Skip all pictures. Set down only the lines starting at the line containing "pin: window sill" and running to the end of the listing.

━━━ Entries ━━━

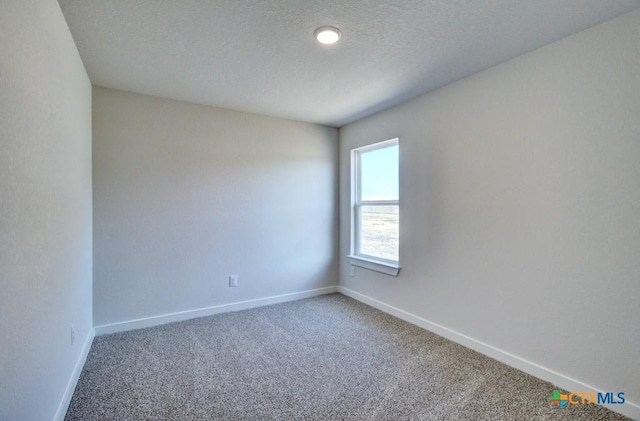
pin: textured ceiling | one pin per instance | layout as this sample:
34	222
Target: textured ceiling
259	56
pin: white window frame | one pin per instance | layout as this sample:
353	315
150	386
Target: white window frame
390	267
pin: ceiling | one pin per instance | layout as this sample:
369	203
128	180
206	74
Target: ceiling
260	56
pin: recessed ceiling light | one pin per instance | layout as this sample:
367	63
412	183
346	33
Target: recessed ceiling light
327	35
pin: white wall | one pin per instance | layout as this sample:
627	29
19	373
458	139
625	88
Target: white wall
45	208
520	206
186	195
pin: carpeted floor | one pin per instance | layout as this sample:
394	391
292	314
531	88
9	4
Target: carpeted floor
323	358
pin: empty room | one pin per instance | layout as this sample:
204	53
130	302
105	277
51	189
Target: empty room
319	210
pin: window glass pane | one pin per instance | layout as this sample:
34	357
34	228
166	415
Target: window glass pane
380	231
379	174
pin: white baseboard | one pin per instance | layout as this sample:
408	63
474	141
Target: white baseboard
209	311
562	381
75	376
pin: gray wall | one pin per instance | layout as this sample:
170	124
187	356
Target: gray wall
45	208
520	206
186	195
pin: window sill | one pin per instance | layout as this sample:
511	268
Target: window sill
379	266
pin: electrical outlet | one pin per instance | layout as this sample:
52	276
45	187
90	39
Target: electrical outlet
233	280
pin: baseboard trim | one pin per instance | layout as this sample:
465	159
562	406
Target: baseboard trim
209	311
75	376
562	381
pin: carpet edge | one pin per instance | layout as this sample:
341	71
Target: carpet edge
629	409
209	311
63	407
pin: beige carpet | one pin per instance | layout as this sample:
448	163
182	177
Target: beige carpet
324	358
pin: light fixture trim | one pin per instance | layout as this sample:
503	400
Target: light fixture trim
327	35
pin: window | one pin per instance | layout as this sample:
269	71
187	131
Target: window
375	236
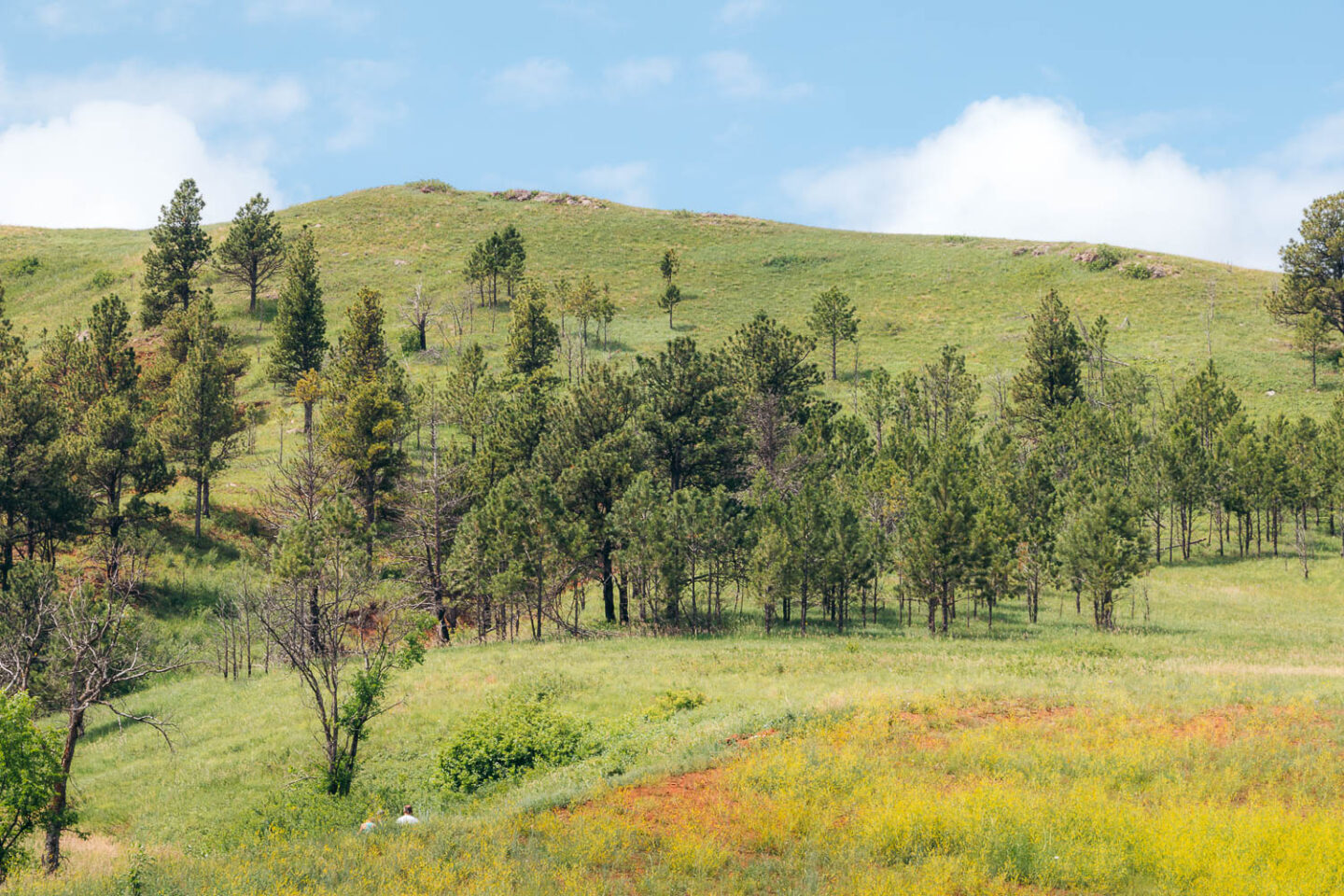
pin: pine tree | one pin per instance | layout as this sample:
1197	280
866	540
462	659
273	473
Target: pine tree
1313	336
1053	375
119	459
669	299
690	416
511	259
532	336
300	344
179	248
33	476
370	412
1313	268
202	421
833	321
253	251
669	265
1099	550
590	450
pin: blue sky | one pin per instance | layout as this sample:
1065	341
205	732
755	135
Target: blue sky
1193	128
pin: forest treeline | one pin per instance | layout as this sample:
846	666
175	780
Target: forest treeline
690	486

━━━

→ **Output of the task**:
pin: window sill | one pin per instance | layout as this sample:
511	268
Target: window sill
379	266
pin: electrical outlet | one pin per instance | layout as this sample:
52	276
45	187
90	39
Target: electrical outlet
233	280
pin: baseboard trim | one pin per instance | layout as this sample:
465	159
562	406
Target: baseboard trim
209	311
75	376
562	381
pin: carpet edge | one pin per instance | layout as this sample:
341	71
Target: carpet edge
629	409
209	311
63	407
pin: beige carpet | one pin per instance | layout as this sample:
448	163
182	177
Target: beige carpet
324	358
pin: light fixture trim | one pin per instance | layout as this sample:
503	400
Target: light fixture trim
327	35
pin: window | one pin per instance | layout as this sample:
269	71
187	131
Target: window
375	236
pin: pine tree | one pin per instance | layout as this sample:
1197	280
866	540
462	659
273	473
Target: pine tree
1313	336
1053	375
119	459
669	299
690	416
511	259
532	336
300	344
179	248
33	476
370	412
1313	268
202	421
833	321
253	251
669	265
1099	550
590	450
pin: blue sky | one pin per instance | layout as this sample:
1065	341
205	732
755	135
Target: blue sky
1193	128
pin: forest treeline | one pin per instance | layout as this sample:
846	666
175	780
Target: forest treeline
690	486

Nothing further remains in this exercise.